• **Required task**
Arrange every line of the records below as a numbered list, omitting any blank lines.

• **Recorded data**
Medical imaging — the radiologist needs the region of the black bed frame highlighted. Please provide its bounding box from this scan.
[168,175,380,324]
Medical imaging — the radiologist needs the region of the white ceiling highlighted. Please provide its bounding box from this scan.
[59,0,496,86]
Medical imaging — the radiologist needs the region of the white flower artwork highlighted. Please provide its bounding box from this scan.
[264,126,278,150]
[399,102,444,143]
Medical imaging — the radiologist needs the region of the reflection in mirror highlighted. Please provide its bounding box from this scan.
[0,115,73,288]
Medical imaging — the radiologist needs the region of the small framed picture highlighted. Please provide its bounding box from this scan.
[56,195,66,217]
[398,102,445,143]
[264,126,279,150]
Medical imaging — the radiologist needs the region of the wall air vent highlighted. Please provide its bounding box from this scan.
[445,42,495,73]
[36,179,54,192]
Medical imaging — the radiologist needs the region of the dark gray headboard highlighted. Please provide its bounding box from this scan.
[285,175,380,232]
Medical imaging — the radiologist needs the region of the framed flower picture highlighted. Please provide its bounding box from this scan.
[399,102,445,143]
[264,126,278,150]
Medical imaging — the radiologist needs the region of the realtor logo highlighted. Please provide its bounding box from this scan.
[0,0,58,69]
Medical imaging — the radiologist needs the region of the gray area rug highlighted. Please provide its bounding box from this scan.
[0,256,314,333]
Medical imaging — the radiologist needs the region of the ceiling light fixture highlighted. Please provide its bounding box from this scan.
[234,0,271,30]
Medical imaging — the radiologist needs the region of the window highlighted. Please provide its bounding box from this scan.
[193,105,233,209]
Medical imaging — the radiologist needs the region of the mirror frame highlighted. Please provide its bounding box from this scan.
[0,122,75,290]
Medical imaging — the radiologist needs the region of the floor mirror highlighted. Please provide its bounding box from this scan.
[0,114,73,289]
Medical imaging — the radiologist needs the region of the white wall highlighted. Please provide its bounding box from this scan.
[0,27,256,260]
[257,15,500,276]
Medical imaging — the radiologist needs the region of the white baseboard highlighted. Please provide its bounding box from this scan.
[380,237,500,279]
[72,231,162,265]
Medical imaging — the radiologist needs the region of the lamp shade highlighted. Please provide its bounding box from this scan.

• **Answer to this problem**
1. Medical imaging — the radiologist needs the region of the black bed frame highlighted. Please provide its bounding box from this scan.
2. [168,175,380,324]
3. Medical imaging — the radiologist needs the region of the white ceiling highlighted. Please provide its bounding box from this scan.
4. [59,0,496,86]
5. Medical imaging — the radiologist needs the region of the white flower artwork highlighted. Please provide its bounding box from this scan.
6. [264,126,278,150]
7. [399,102,444,143]
8. Medical imaging — the radiologist needs the region of the reflection in mirror highlighted. Please provide its bounding box from this scan.
9. [0,115,73,288]
10. Medical imaging — the radiologist needs the region of the small framed picture highlighted. Please provide its bounding box from this scan.
11. [56,195,66,217]
12. [398,102,445,143]
13. [264,126,279,150]
14. Medical imaging — the radiologist needs the region of the wall air vent highlighted. Please provide its bounding box from this scan.
15. [445,42,495,73]
16. [36,179,54,192]
17. Medical imaging — the radiologist needs the region of the dark gray headboard highlighted. Please provide its bounding box from this scan.
18. [285,175,380,232]
19. Medical imaging — the radiologist needs the region of the framed flower picture highlighted. Please provide its bounding box from this scan.
20. [399,102,445,143]
21. [264,126,278,150]
22. Medical imaging — the radiologist needs the region of the realtor logo highlighted. Please provide its bounding box from this scan.
23. [0,0,58,69]
24. Medical imaging — the radiologist needs the region of the gray area rug highlighted. Please provide its bounding box from this scan.
25. [0,256,314,333]
26. Medical imaging — the radiologist needs the region of the ceiling light fixture highlighted. Please provide its bounding box from this scan.
27. [234,0,271,30]
28. Medical imaging — the radiologist needs the region of the window highlighted. Please provide its bounding box from this scan.
29. [193,105,233,209]
30. Medical imaging — the radiologist needs the region of the mirror frame highlighted. Please provide its bounding box from this scan.
31. [0,122,75,290]
32. Medical imaging — the radiologist needs the region of the floor mirror highlighted. Please provide its bounding box from this scan.
33. [0,114,73,289]
34. Medical imaging — the radiologist needs the region of the white wall highlighted. Please provide its bounding box from this scan.
35. [0,27,256,260]
36. [257,15,500,276]
37. Medical imaging — the radiologist needs the region of the white baseboard highlighted. Please provide its bounding box from this scan.
38. [380,237,500,279]
39. [72,231,162,265]
40. Medical imaging — the radiologist needs the region of the lamp shade highlighted. Please provide its bounding box from this scan.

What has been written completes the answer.